Direction: Reproduce every line of the material below verbatim, omitting the pictures.

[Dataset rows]

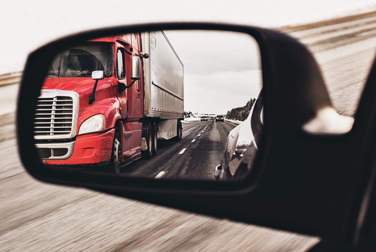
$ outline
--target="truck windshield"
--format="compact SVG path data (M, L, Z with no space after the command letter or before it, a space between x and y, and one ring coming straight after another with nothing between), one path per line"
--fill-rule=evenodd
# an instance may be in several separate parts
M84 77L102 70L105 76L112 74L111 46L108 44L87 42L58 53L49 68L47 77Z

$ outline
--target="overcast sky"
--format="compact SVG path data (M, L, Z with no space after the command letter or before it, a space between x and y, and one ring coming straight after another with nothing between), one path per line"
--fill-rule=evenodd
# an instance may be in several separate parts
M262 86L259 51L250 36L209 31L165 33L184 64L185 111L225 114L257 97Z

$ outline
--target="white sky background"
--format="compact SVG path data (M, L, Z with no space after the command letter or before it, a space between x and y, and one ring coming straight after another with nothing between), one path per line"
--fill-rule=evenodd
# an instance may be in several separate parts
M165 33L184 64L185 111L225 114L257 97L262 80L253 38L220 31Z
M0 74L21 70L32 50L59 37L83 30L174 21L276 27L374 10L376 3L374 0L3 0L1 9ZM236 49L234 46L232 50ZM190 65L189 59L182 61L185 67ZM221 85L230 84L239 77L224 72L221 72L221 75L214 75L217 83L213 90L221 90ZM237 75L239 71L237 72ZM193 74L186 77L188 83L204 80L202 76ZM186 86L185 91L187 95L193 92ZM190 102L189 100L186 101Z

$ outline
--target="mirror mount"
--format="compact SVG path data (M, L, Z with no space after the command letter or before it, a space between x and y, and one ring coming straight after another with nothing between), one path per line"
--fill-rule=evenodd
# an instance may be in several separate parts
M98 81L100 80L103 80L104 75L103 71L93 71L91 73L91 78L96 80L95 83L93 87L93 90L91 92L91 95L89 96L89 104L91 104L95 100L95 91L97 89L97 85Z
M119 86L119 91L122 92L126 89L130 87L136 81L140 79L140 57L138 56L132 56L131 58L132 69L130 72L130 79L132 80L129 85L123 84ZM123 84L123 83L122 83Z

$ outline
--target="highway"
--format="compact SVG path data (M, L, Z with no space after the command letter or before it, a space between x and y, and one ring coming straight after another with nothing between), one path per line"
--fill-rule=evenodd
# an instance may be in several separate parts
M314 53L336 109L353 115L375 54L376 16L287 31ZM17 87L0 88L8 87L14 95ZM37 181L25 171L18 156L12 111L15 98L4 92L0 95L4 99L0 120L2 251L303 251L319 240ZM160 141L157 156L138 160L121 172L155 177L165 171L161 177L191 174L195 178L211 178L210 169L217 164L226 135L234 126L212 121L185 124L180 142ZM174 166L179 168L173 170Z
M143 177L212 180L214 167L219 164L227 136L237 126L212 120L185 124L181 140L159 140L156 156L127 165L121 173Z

Worked solution:
$ outline
--target="truck windshield"
--format="compact SVG path data (M, L, Z with no space after the command letter or before it, a space between x and y, and one ring coming straight after another with nothing between), one path per line"
--fill-rule=evenodd
# an instance may be in several separate parts
M84 77L102 70L105 76L112 74L111 46L108 44L87 42L58 53L49 68L47 77Z

$ outline
--target="overcast sky"
--format="compact SVG path data (M, L, Z with no space after the command letter or before it, a space between x and y, and one ring coming straight after another with nothing between), one path per line"
--fill-rule=evenodd
# an instance may be in several separate parts
M262 86L259 51L250 36L209 31L165 33L184 64L185 111L225 114L257 97Z

$ outline
--target="white sky background"
--format="compact SVG path data (M, L, Z with no space after the command letter or before it, a space between x and y, and one ring coming straight after another with nothing between), one path per line"
--fill-rule=evenodd
# an instance may be in several separate parts
M165 33L184 64L185 111L225 114L257 97L262 80L253 38L220 31Z
M0 74L21 70L32 50L59 37L83 30L174 21L276 27L374 10L376 3L374 0L3 0L1 9ZM236 49L234 46L232 50ZM190 65L189 59L182 61L185 67ZM221 85L230 84L239 77L224 72L221 72L221 75L214 75L217 83L213 90L221 90ZM237 75L239 71L237 72ZM193 74L186 77L188 83L204 80L202 76ZM186 86L185 91L187 95L193 92ZM190 102L189 100L186 101Z

$ outline
--target="mirror mount"
--format="compact SVG path data (M, L, Z with no space after the command letter or before it, a space between x and y, and one ring coming straight after another with nothing between), one path per line"
--fill-rule=evenodd
# an instance may be in several separate parts
M98 81L100 80L103 80L104 75L103 71L93 71L91 73L91 78L96 80L95 83L93 87L93 90L91 92L91 95L89 96L89 104L91 104L95 100L95 91L97 89L97 85Z
M119 86L119 91L122 92L126 89L130 87L136 81L140 79L140 57L138 56L132 56L131 58L132 69L130 72L130 79L132 80L129 85L123 84ZM123 84L123 83L122 83Z

$ outline
--target="highway"
--format="compact SVG path data (M, L, Z with no space after the command letter or before it, a space between x and y, and one ring coming straight after another with nothing between), one path per line"
--fill-rule=evenodd
# an instance may be in several separate parts
M314 53L336 109L353 115L375 54L376 16L287 31ZM17 87L0 88L8 87L14 95ZM37 181L25 171L18 156L12 111L15 98L4 92L0 95L4 99L0 120L2 251L303 251L319 240ZM160 141L157 156L138 160L121 172L155 177L165 171L161 177L191 174L195 178L211 178L210 169L217 164L226 135L234 126L212 121L185 124L180 142ZM174 166L179 168L173 170Z
M143 177L212 180L214 167L219 164L227 136L237 126L212 120L185 124L181 140L159 140L156 156L127 165L121 173Z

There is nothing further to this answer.